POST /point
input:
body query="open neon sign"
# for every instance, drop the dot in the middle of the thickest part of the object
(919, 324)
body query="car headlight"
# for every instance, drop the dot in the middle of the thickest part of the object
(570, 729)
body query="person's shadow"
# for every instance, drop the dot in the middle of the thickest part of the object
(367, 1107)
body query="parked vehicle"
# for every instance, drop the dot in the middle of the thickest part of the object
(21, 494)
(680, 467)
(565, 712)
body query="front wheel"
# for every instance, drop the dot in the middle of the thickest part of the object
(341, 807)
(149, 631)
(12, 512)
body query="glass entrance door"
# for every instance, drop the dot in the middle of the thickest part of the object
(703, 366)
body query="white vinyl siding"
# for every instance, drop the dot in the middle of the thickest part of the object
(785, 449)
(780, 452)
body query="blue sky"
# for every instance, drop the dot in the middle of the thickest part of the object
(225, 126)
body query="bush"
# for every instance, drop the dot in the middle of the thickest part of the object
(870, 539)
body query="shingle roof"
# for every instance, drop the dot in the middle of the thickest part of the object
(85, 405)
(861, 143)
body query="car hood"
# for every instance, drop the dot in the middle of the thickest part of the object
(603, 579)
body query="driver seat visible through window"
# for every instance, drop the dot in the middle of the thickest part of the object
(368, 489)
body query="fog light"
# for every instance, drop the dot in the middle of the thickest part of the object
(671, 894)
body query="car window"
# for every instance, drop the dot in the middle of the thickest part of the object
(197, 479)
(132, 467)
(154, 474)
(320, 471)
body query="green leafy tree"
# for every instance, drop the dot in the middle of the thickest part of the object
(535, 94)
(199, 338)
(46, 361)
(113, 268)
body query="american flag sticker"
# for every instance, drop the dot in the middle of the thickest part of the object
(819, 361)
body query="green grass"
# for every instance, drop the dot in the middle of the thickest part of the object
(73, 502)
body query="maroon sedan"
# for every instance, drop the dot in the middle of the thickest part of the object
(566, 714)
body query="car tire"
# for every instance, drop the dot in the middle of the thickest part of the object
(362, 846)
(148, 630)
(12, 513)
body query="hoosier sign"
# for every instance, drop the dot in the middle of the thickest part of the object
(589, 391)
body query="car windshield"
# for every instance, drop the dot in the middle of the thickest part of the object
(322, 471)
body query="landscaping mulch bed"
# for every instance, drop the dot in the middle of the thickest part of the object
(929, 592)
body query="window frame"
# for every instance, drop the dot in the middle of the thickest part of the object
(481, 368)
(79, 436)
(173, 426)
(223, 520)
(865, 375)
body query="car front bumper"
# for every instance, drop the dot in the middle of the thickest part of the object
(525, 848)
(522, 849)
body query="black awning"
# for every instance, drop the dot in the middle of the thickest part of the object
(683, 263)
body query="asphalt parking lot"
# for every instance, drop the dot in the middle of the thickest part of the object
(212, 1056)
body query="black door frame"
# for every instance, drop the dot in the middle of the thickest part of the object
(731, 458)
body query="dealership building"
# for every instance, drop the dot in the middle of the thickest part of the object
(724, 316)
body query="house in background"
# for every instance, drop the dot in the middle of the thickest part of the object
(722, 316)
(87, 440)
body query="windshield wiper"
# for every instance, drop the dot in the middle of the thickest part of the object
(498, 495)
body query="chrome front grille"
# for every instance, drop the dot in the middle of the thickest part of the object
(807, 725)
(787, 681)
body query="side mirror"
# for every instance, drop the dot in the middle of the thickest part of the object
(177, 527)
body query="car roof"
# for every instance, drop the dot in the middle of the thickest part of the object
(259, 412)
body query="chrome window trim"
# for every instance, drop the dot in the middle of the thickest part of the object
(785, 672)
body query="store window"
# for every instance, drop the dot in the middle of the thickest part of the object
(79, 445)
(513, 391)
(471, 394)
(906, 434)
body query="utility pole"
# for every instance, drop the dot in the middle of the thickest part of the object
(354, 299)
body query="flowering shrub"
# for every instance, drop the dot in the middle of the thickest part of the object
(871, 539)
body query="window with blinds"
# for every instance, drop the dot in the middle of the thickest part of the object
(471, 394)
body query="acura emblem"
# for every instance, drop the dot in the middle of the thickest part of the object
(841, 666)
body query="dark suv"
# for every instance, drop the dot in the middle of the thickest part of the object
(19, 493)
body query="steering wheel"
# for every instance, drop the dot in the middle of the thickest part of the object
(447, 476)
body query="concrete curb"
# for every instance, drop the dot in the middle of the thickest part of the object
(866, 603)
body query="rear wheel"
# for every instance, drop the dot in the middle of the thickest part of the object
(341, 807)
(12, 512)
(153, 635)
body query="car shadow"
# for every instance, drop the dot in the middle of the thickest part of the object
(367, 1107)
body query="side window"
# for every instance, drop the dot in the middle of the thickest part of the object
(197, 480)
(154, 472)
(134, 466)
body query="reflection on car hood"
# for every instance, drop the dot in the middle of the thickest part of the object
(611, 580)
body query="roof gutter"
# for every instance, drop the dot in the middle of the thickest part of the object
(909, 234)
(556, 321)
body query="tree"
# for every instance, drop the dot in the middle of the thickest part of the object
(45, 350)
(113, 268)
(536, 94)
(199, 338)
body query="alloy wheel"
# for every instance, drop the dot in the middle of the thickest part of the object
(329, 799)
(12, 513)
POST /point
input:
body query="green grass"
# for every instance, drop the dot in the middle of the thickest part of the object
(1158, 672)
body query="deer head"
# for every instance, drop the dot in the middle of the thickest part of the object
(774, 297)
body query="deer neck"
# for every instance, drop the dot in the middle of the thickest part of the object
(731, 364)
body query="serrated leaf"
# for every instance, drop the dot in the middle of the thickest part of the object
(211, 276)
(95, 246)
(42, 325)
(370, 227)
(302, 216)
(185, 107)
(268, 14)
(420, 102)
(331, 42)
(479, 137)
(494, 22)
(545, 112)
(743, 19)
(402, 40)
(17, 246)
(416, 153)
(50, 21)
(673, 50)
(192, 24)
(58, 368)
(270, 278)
..............................
> WRITTEN EXERCISE
Emit the records above again, exactly, with no line skipped.

> ANSWER TO THE EXERCISE
POST /point
input:
body query="open neon sign"
# for every instance, drop the dot in the middle of the thickest part of the object
(919, 324)
body query="car headlight"
# for every instance, drop the dot in the middle of the thickest part of the object
(570, 729)
body query="person's shadow"
# for every instance, drop the dot in the middle of the thickest part of the object
(367, 1107)
body query="parked vehicle"
# for every instance, drop the dot in the middle of the thickest part of the object
(21, 494)
(680, 467)
(565, 712)
body query="front wheel"
# for every instance, drop the dot in the middle of the thickest part of the object
(341, 807)
(149, 631)
(12, 512)
body query="glass entrance door"
# for every instance, drop the dot in the middle of the thickest part of the object
(703, 366)
body query="white vinyl siding"
# for every instance, drop the dot in the middle of the thickest part of the object
(785, 449)
(780, 452)
body query="blue sky"
# for every instance, drop the dot in the middle of the thickest part of the object
(225, 126)
body query="bush"
# for every instance, drop the dot in the middle of the thickest part of the object
(870, 539)
body query="shingle roof"
# for every instance, drop the dot in the middle of the thickest part of the object
(85, 405)
(861, 143)
body query="car hood"
# for every instance, drop the dot in the middle of the thickest part of the object
(603, 579)
body query="driver seat visible through window"
# for every instance, drop the dot in the middle of the thickest part of the object
(368, 489)
body query="fog light"
# for every instance, drop the dot in the middle of the thickest part of the object
(671, 894)
body query="car window"
# for every instance, drop the dot in the middle of the thickest part of the object
(197, 479)
(132, 467)
(154, 474)
(320, 471)
body query="green leafy tree"
# for every instance, drop the dot in the middle of the thickest part of the object
(535, 94)
(199, 338)
(46, 361)
(113, 268)
body query="american flag sticker"
# for every instance, drop the dot in the middle of the thickest part of the object
(819, 361)
body query="green grass"
# for every instance, drop the dot in the middle of the thickest part of the object
(73, 502)
body query="maroon sedan"
# for every instance, drop the dot in the middle of the thickest part of the object
(566, 714)
body query="car tire"
# for every instance, drop the dot in the middle of the thickest part of the object
(362, 846)
(148, 630)
(12, 513)
body query="hoosier sign"
# for every instance, drop the dot in the middle of the thickest part of the object
(589, 391)
body query="car windshield"
# for every instance, drop the dot in the middle of the thickest part of the object
(322, 471)
body query="landscaping mulch bed"
# for every instance, drop the dot in the middle of the thickest part of the object
(929, 592)
body query="window frame"
# for every instance, drop the dot in the middle of the thickest part of the object
(481, 368)
(79, 436)
(173, 426)
(223, 520)
(865, 375)
body query="car front bumper"
# for every instance, drop the dot in the middle of the thickest part of the object
(525, 848)
(522, 849)
body query="black awning"
# for every instance, drop the dot in the middle of the thickest part of the object
(683, 263)
body query="asphalt parking lot"
# for every instance, drop the dot in the middle of the thickest part of the object
(212, 1056)
body query="black door frame"
# for every instance, drop the dot in the middle of the thickest part of the object
(731, 458)
body query="dealership building"
# for every instance, drop the dot in the middle of the thickest part of the object
(724, 316)
body query="house in background"
# for every instance, drop the dot in the middle of the thickest part of the object
(722, 316)
(87, 440)
body query="windshield wiper"
# for every instance, drop the dot in the middle of the thickest part of the object
(498, 495)
body query="chrome front grille"
# for every instance, drop the dot in the middle of the thickest part of the object
(807, 725)
(787, 681)
body query="side mirror"
# for every instance, drop the dot in the middle of the thickest part of the object
(177, 527)
body query="car roof"
# for every instance, drop the dot in the middle of the thickest part of the object
(259, 412)
body query="chrome window trim"
# for every instance, drop the dot in the middle of the thickest part of the object
(785, 672)
body query="store window"
# for every instance, drop the dot in the middle of the thickest part of the object
(79, 445)
(513, 391)
(471, 394)
(906, 434)
body query="utility pole"
# for every instance, drop the dot in the middle of the thickest part of the object
(354, 299)
body query="flowering shrub"
# for every instance, drop the dot in the middle of the thickest part of the object
(871, 539)
body query="window with blinds"
# for every instance, drop the dot in the middle of the thickest part of the object
(471, 394)
body query="acura emblem"
# for every instance, drop the dot in the middle of the thickest part of the object
(841, 666)
body query="dark suv"
# for every instance, drop the dot in the middle of the thickest part of the object
(19, 493)
body query="steering wheel"
# for every instance, drop the dot in the middle of the thickest part of the object
(447, 476)
body query="concrete curb"
# for every instance, drop the dot in the middle of the thickest part of the object
(866, 603)
body query="rear wheel"
# for every instance, drop the dot in the middle of the thickest part of the object
(341, 807)
(12, 512)
(153, 635)
body query="car shadow"
# for every instance, drop the dot in the middle of the thickest part of the object
(367, 1107)
body query="side window"
# for every instance, drop the dot in the middle of the thickest part of the object
(197, 480)
(154, 472)
(134, 466)
body query="reflection on car hood"
# for every instance, drop the dot in the middle of the thickest part of the object
(611, 580)
body query="roof gutter"
# for every instance, drop the dot in the middle of the thickest part of the object
(909, 234)
(556, 321)
body query="tree"
# for every instance, drop the dot in the middle of the thickest part of the object
(45, 350)
(113, 268)
(536, 94)
(199, 338)
body query="alloy wheel"
# for every instance, drop the dot in the middle of the thickest part of the object
(329, 799)
(12, 513)
POST /point
input:
body query="green grass"
# for every instance, drop the dot in the middle of the thickest part of the object
(1158, 672)
body query="deer head"
# for every instance, drop the dot in the middle of the thickest part of the object
(774, 297)
body query="deer neck"
# for every instance, drop the dot in the middle of the thickest part of the object
(731, 364)
body query="serrated leaf"
# for every instance, drop the dot in the middle of the thickest part of the object
(211, 276)
(95, 246)
(42, 325)
(370, 227)
(302, 216)
(185, 107)
(268, 14)
(420, 102)
(331, 42)
(479, 137)
(494, 22)
(545, 112)
(743, 19)
(402, 40)
(17, 246)
(416, 153)
(50, 21)
(673, 50)
(192, 24)
(58, 368)
(270, 278)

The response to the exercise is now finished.